Çiğdem Vitrinel’in beklenen ve kadın karakteri üzerinden değerli tartışmalar yaratan filmi Fakat Müzeyyen Bu Derin Bir Tutku nihayet vizyona girdi. İlhami Algör’ün aynı isimli romanından esinlenerek çekilen filmin başrollerini Erdal Beşikçioğlu ve Sezin Akbaşoğulları paylaşıyor. Ege Aydan, Hare Sürel ve Derya Alabora ise azıcık görünseler de muhteşem performanslarıyla kalıcı izler ve seyir zevki büyük tatlar sunuyorlar.
Sinematografisi, olay örgüsü, atmosferi, akışı ve temposu farklı açılardan değerlendirilebilir ancak filmin kadın karakteri tartışmaya değer bir farklılıkla şaşırtıyor. Ann Kaplan egemen sinemanın gerçekliğinin uydurma olduğunu açıklamak için bilinen sinemasal gelenekleri kullanmanın daha anlamlı olduğunu belirtir. Çiğdem Vitrinel aynen Kaplan’ın belirttiği gibi egemen sinema geleneklerini kullanıyor ancak kadın ve erkeğin yerini değiştiriyor. Böylece etkisi daha güçlü çalışan bir kadın karakter yaratmayı başarıyor. Yani egemen sinema kalıplarını kadın karakterin iktidarı üzerine kuruyor yönetmen. Son kertede çoktan tarihsel bağlamından kopmuş kadın karakterin izini sürmek yerine güya kendini entelektüel sanan ancak tarihsel bağlamından kopamayan dolayısıyla kadını anlayamayan ve acı çeken erkeğin izi sürülüyor.
Şehirli, ayakları üzerinde duran, alımlı, eğitimli, başarılı ve sofistike bir yaşam süren güzel bir kadın söz konusu. Müzeyyen seviyor, sevdiğinden ya da sevebildiğinden çok daha fazla seviliyor, sevince uçuruyor ve sonra bırakıyor aniden ve açıklamasız ya da açıklaması yetersiz bir erkek gibi terk ediyor… Açık sözlü, cesur ve sıcak davranıyor ancak her zaman mesafeli bir samimiyet duygusu yaratıyor. Sevgilisi Arif tam olarak içine sızamıyor, nüfus edemiyor ve zorlamaya kalkarsa kadının müsaade etmeyeceği hiç sözsüz çok kesin biliniyor. Yalnızlığı tercih eden, mesafeli ancak acısını içinde taşımaktan yorgun, pişman ve her daim şık modern şehir insanı bu noktada Çağan Irmak’ın Issız Adam karakterini anımsatıyor. Ancak ‘Issız Kadın’ Müzeyyen, Issız Adam Alper’in kendisini tanımamıza izin verdiği kadarını bile anlatma ihtiyacı duymuyor. Çünkü Müzeyyen’in Issız Adam gibi karanlık bir yaşamı yok ya da karanlık sayılan bölgeyi utanç verici ve saklanması gereken sırlar olarak görmüyor. Tabii açıklamak ihtiyacı da olmuyor, pişmanlık da duymuyor. Dolayısıyla daha baş edilemez!

▶ **Alıştırma bölümleri**:
1 – Yukarıdaki film yazısını iki cümleyle özetle.
2 – Aşağıdaki satırlarda "of the pointed" ifadesini içeren satırdan satırların sonuna kadar her şeyi olduğu gibi tekrarla.

Ham kayıtlar:
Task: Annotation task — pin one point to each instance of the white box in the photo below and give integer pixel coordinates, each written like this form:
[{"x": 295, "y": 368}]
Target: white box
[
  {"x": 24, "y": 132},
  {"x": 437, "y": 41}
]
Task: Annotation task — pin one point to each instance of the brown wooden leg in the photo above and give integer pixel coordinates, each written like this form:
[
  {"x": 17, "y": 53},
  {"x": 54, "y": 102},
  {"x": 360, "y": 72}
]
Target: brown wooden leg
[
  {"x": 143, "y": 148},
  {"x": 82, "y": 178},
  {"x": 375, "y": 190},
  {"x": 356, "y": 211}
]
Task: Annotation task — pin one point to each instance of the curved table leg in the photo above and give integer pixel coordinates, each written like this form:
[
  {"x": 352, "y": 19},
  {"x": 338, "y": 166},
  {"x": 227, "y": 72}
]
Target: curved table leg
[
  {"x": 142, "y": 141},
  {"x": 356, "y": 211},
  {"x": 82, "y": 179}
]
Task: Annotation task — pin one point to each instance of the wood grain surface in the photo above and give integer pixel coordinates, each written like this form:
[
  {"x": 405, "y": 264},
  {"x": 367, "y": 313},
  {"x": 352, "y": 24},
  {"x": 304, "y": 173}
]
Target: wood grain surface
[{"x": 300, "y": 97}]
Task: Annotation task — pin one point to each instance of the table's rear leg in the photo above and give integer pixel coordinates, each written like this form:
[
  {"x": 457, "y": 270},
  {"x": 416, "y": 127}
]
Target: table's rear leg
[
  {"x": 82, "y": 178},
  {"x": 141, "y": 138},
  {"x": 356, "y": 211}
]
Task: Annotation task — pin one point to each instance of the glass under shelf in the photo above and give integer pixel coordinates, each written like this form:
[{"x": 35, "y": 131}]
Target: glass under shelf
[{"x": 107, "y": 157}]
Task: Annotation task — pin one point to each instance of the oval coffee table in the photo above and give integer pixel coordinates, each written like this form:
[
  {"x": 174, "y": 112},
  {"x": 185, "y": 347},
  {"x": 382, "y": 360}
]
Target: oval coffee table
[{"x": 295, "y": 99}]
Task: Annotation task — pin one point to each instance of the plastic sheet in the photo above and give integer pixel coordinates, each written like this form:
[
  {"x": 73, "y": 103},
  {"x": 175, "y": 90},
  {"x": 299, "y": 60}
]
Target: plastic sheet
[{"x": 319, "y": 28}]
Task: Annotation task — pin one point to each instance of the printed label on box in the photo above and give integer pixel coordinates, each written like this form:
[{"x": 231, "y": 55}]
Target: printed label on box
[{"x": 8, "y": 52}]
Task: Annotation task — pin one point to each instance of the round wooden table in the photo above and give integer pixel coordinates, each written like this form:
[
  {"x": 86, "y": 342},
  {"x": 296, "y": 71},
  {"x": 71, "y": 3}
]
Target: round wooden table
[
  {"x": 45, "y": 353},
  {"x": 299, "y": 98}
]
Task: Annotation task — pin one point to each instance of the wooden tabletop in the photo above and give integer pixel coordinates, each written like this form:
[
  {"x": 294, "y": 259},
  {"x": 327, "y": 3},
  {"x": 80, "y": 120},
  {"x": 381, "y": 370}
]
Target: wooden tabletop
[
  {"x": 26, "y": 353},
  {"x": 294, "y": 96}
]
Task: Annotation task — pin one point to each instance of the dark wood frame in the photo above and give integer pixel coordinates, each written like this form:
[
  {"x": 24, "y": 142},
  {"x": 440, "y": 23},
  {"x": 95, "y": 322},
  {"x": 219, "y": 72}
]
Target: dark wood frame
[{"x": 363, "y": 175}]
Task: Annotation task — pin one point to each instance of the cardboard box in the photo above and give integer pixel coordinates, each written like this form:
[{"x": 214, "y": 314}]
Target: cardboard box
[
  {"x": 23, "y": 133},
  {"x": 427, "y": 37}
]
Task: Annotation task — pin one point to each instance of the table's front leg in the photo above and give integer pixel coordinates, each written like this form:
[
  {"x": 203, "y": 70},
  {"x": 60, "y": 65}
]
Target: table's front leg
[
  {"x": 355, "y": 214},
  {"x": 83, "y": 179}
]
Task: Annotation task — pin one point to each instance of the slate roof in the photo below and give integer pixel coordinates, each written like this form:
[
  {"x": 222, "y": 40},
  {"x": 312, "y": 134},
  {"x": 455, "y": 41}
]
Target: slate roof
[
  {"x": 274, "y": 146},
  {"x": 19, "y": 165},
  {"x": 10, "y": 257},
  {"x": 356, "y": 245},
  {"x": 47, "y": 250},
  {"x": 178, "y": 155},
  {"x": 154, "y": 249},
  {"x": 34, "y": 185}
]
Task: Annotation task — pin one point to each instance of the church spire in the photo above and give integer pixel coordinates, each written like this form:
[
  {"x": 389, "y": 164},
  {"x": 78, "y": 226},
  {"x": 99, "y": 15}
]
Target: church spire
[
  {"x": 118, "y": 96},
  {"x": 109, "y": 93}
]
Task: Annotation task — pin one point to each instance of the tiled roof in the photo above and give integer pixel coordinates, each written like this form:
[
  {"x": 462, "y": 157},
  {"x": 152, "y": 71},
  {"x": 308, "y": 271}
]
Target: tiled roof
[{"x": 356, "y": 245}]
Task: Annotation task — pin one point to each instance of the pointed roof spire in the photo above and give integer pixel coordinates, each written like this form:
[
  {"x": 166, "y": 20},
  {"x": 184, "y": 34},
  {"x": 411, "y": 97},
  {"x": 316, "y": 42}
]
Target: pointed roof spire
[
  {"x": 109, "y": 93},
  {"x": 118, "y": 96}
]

▶ **Görev çözümleri**:
1 – Çiğdem Vitrinel'in İlhami Algör'ün romanından esinlenerek çektiği, başrollerini Erdal Beşikçioğlu ile Sezin Akbaşoğulları'nın paylaştığı Fakat Müzeyyen Bu Derin Bir Tutku filmi vizyona girdi. Yönetmen egemen sinema geleneklerini kullanıp kadınla erkeğin yerini değiştirerek güçlü bir kadın karakter yaratıyor: Şehirli, başarılı ve mesafeli Müzeyyen sevdiğini açıklamasızca terk ediyor, film ise onu anlayamayan ve acı çeken erkeğin izini sürüyor.

2 –
Task: Annotation task — pin one point to each instance of the pointed roof spire in the photo above and give integer pixel coordinates, each written like this form:
[
  {"x": 166, "y": 20},
  {"x": 184, "y": 34},
  {"x": 411, "y": 97},
  {"x": 316, "y": 42}
]
Target: pointed roof spire
[
  {"x": 109, "y": 93},
  {"x": 118, "y": 96}
]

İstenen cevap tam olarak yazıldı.